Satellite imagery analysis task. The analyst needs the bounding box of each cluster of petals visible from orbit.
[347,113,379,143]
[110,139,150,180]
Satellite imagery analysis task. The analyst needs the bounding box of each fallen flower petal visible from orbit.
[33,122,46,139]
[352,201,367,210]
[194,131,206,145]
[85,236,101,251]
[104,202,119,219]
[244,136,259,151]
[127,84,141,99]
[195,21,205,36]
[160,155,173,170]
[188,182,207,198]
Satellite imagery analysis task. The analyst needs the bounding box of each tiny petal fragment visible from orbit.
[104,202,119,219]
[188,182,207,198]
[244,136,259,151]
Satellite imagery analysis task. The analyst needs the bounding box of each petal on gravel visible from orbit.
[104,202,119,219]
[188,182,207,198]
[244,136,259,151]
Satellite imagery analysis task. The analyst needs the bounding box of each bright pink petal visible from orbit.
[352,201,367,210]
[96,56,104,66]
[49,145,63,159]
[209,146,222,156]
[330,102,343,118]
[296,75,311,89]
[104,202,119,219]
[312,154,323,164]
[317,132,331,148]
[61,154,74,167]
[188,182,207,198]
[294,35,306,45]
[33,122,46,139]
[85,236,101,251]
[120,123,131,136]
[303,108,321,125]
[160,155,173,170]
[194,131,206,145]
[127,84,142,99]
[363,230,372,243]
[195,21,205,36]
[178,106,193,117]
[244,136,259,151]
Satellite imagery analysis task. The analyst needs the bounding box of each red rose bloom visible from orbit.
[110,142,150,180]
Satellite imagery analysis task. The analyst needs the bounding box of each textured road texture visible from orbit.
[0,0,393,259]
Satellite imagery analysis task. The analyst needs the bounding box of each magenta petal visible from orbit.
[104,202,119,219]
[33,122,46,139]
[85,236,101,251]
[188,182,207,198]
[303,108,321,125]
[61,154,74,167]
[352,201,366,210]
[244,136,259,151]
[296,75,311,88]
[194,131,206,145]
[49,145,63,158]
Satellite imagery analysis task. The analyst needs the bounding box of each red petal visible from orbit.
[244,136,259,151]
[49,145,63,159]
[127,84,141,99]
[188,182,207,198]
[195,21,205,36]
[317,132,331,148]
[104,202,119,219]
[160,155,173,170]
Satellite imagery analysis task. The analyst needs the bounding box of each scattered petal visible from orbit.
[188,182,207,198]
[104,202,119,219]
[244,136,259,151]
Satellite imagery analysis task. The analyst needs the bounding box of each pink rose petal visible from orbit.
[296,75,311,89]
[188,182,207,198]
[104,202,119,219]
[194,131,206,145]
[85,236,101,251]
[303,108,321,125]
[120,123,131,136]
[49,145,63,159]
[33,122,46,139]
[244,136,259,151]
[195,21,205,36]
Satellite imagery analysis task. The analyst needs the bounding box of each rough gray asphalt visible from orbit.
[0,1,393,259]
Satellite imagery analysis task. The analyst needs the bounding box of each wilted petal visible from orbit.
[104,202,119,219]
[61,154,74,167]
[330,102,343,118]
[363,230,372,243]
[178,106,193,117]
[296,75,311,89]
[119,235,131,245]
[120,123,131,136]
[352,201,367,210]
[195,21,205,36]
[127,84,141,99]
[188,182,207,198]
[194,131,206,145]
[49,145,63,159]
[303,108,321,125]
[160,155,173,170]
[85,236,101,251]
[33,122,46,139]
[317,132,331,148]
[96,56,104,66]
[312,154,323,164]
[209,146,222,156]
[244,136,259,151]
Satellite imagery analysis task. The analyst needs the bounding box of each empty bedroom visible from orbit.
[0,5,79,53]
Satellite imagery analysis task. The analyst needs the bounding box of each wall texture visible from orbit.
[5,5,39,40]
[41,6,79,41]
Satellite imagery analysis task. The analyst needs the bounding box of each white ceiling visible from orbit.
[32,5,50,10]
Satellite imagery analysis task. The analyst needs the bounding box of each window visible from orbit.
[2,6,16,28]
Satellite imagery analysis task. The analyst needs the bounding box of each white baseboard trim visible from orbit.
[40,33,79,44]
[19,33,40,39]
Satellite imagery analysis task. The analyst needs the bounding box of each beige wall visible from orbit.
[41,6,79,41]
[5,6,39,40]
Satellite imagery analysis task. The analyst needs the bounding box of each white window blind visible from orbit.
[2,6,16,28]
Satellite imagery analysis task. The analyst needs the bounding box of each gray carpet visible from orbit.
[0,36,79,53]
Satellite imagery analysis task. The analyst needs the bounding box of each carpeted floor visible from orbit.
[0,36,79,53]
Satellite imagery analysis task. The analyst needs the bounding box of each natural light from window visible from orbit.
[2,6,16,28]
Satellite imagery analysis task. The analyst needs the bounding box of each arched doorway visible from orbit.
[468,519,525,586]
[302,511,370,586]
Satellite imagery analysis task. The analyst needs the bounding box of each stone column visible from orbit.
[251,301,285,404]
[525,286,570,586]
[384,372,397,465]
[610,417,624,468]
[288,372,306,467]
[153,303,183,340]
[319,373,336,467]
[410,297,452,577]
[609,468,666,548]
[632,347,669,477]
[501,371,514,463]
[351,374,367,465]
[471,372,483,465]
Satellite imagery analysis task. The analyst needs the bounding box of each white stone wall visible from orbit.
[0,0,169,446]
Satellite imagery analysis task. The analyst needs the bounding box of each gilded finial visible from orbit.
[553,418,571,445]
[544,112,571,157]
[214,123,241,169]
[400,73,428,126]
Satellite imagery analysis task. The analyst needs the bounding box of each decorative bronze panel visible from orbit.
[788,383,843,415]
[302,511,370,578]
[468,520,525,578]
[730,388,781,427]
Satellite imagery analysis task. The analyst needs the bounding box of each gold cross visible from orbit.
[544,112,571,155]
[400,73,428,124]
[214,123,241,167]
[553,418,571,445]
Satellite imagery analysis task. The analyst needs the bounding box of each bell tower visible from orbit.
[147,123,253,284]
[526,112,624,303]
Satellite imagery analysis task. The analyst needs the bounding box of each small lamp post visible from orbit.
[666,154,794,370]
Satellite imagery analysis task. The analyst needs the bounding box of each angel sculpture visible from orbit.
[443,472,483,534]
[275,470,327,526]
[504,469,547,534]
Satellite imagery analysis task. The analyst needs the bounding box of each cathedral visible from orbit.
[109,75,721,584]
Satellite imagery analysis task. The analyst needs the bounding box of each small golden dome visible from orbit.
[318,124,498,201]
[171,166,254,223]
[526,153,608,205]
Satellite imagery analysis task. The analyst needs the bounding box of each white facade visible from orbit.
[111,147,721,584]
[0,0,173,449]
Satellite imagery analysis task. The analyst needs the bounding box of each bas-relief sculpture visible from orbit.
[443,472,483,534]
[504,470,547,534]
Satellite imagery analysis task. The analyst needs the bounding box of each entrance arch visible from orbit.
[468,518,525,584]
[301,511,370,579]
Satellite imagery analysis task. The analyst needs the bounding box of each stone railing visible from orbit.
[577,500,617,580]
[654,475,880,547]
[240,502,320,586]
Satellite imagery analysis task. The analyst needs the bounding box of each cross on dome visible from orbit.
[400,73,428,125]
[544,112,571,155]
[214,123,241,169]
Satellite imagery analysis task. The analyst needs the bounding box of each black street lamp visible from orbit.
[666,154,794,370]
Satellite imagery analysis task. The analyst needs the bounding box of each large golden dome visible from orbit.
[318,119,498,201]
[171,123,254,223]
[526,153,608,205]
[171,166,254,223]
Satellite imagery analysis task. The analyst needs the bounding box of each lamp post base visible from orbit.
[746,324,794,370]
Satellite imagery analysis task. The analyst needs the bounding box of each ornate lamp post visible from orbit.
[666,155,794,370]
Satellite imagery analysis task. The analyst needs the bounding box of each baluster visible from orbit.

-----

* _INSTRUCTIONS TO FOLLOW_:
Reproduce all of the material above, line for line, without altering any character.

* _FINAL RESULT_:
Satellite imagery analysis task. The analyst needs the bounding box of each cluster of petals visible from orbit.
[347,113,379,143]
[110,139,150,180]
Satellite imagery analysis task. The analyst needs the bounding box of each fallen flower petal visible from orbit.
[33,122,46,139]
[352,201,367,210]
[194,131,206,145]
[85,236,101,251]
[104,202,119,219]
[244,136,259,151]
[127,84,141,99]
[195,21,205,36]
[160,155,173,170]
[188,182,207,198]
Satellite imagery analysis task. The analyst needs the bounding box of each tiny petal fragment visible from orbit.
[104,202,119,219]
[188,182,207,198]
[244,136,259,151]
Satellite imagery analysis task. The analyst needs the bounding box of each petal on gravel visible from orbit.
[104,202,119,219]
[188,182,207,198]
[244,136,259,151]
Satellite imagery analysis task. The analyst needs the bounding box of each bright pink petal visible from orbit.
[352,201,367,210]
[96,56,104,66]
[49,145,63,159]
[209,146,222,156]
[330,102,343,118]
[296,75,311,89]
[104,202,119,219]
[312,154,323,164]
[317,132,331,148]
[61,154,74,167]
[188,182,207,198]
[294,35,306,45]
[33,122,46,139]
[85,236,101,251]
[120,123,131,136]
[303,108,321,125]
[160,155,173,170]
[194,131,206,145]
[127,84,142,99]
[363,230,372,243]
[195,21,205,36]
[178,106,193,117]
[244,136,259,151]
Satellite imagery analysis task. The analyst needs the bounding box of each red rose bloom visible from orbit.
[110,142,150,180]
Satellite imagery analysis task. The analyst needs the bounding box of each textured road texture visible from orbit.
[0,0,393,259]
Satellite imagery analysis task. The analyst needs the bounding box of each magenta petal visible from orbit.
[104,202,119,219]
[33,122,46,139]
[85,236,101,251]
[188,182,207,198]
[303,108,321,125]
[61,154,74,167]
[352,201,366,210]
[244,136,259,151]
[296,75,311,88]
[194,131,206,145]
[49,145,63,158]
Satellite imagery analysis task. The analyst needs the bounding box of each red petal visible from orbit.
[244,136,259,151]
[49,145,63,159]
[127,84,141,99]
[188,182,207,198]
[195,21,205,36]
[317,132,331,148]
[104,202,119,219]
[160,155,173,170]
Satellite imagery analysis task. The analyst needs the bounding box of each scattered petal visible from orbit.
[188,182,207,198]
[104,202,119,219]
[244,136,259,151]
Satellite imagery analysis task. The analyst needs the bounding box of each pink rose petal visible from orbit.
[296,75,311,89]
[188,182,207,198]
[104,202,119,219]
[194,131,206,145]
[85,236,101,251]
[303,108,321,125]
[120,123,131,136]
[49,145,63,159]
[33,122,46,139]
[244,136,259,151]
[195,21,205,36]
Satellite imagery analysis task. The analyst needs the bounding box of each rough gray asphalt visible from orbit.
[0,1,393,259]
Satellite imagery analysis task. The analyst needs the bounding box of each wilted petal visible from orbit.
[104,202,119,219]
[61,154,74,167]
[330,102,343,118]
[363,230,372,243]
[178,106,193,117]
[296,75,311,89]
[119,235,131,245]
[120,123,131,136]
[352,201,367,210]
[195,21,205,36]
[127,84,141,99]
[188,182,207,198]
[194,131,206,145]
[49,145,63,159]
[303,108,321,125]
[160,155,173,170]
[85,236,101,251]
[33,122,46,139]
[317,132,331,148]
[96,56,104,66]
[312,154,323,164]
[209,146,222,156]
[244,136,259,151]
Satellite imagery analysis task. The analyst needs the bounding box of each empty bedroom visible from orbit.
[0,5,79,53]
Satellite imagery analysis task. The analyst needs the bounding box of each wall texture visible from orbit.
[5,5,39,40]
[41,6,79,41]
Satellite imagery analysis task. The analyst needs the bounding box of each white ceiling visible from orbit.
[32,5,50,10]
Satellite imagery analysis task. The analyst needs the bounding box of each window visible from orbit.
[2,6,16,28]
Satellite imagery analysis task. The analyst needs the bounding box of each white baseboard trim visible from orbit.
[40,33,79,44]
[19,33,40,39]
Satellite imagery analysis task. The analyst needs the bounding box of each beige wall visible from orbit.
[41,6,79,41]
[5,6,39,40]
Satellite imagery analysis task. The analyst needs the bounding box of each white window blind visible from orbit.
[2,6,16,28]
Satellite imagery analysis task. The analyst needs the bounding box of each gray carpet visible from orbit.
[0,36,79,53]
Satellite imagery analysis task. The analyst needs the bounding box of each carpeted floor visible from orbit.
[0,36,79,53]
Satellite imagery analysis task. The analyst needs the bounding box of each natural light from window visible from orbit.
[2,6,16,28]
Satellite imagery analysis task. The analyst needs the bounding box of each arched doorway visible from orbit.
[468,519,525,586]
[302,511,370,586]
Satellite imagery analysis task. The analyst needs the bounding box of each stone column visible from orbit.
[251,301,285,404]
[525,286,570,586]
[384,372,397,465]
[610,417,624,468]
[288,372,306,467]
[153,303,183,340]
[319,373,336,467]
[410,297,452,577]
[609,468,666,548]
[632,347,669,477]
[501,371,514,463]
[351,374,367,465]
[471,372,483,465]
Satellite imagery analysis task. The analyst needs the bounding box of each white stone wall visible from orbit.
[0,0,169,446]
Satellite imagery analysis task. The analyst needs the bounding box of each gilded finial visible from orbit.
[553,418,571,445]
[544,112,571,157]
[214,123,241,169]
[400,73,428,126]
Satellite imagery analysis task. The analyst needs the bounding box of each decorative bronze panel visible from orbit.
[788,383,843,415]
[302,511,370,578]
[468,520,525,578]
[730,388,781,427]
Satellite imagery analysis task. The analyst needs the bounding box of each gold cross visible from orbit.
[544,112,571,155]
[400,73,428,124]
[214,123,241,167]
[553,418,571,445]
Satellite imagery analysis task. The analyst needs the bounding box of each bell tower visible from orbit.
[147,123,253,284]
[526,112,624,303]
Satellite imagery analysis task. The analyst needs the bounding box of each small lamp post visible from orbit.
[666,154,794,370]
Satellite imagery analysis task. The analyst needs the bounding box of each angel sculpture visible from orbit.
[443,472,483,534]
[275,470,327,526]
[504,469,547,534]
Satellite imagery analysis task. The analyst needs the bounding box of each cathedral visible from orbit.
[109,75,721,584]
Satellite imagery analysis task. The analyst needs the bounding box of each small golden dome visible from orbit.
[318,124,498,201]
[171,166,254,223]
[526,153,608,205]
Satellite imagery analysis task. The analyst needs the bounding box of each white facade visible from orbit.
[111,147,721,584]
[0,0,173,449]
Satellite imagery analysis task. The analyst needs the bounding box of each bas-relief sculpture visible from orbit.
[443,472,483,534]
[504,470,547,534]
Satellite imagery analysis task. The analyst needs the bounding box of each entrance arch visible from orbit.
[468,518,525,584]
[301,511,370,579]
Satellite imagery analysis task. The analyst needs the bounding box of each stone railing visible from orbit.
[577,500,617,580]
[654,475,880,547]
[240,502,320,586]
Satellite imagery analysis task. The analyst needs the bounding box of each cross on dome visible from orbit.
[400,73,428,125]
[544,112,571,155]
[214,123,241,169]
Satellite imagery analysis task. The analyst needs the bounding box of each black street lamp visible from orbit.
[666,154,794,370]
Satellite imagery analysis task. The analyst needs the bounding box of each large golden dome visible from orbit.
[318,119,498,201]
[171,123,254,223]
[526,153,608,205]
[171,166,254,223]
Satellite imagery analysis task. The analyst needs the bounding box of each lamp post base visible from orbit.
[746,324,794,370]
Satellite imagery analysis task. The analyst needs the bounding box of each ornate lamp post visible from orbit.
[666,155,794,370]
Satellite imagery analysis task. The analyst needs the bounding box of each baluster visible from orbit.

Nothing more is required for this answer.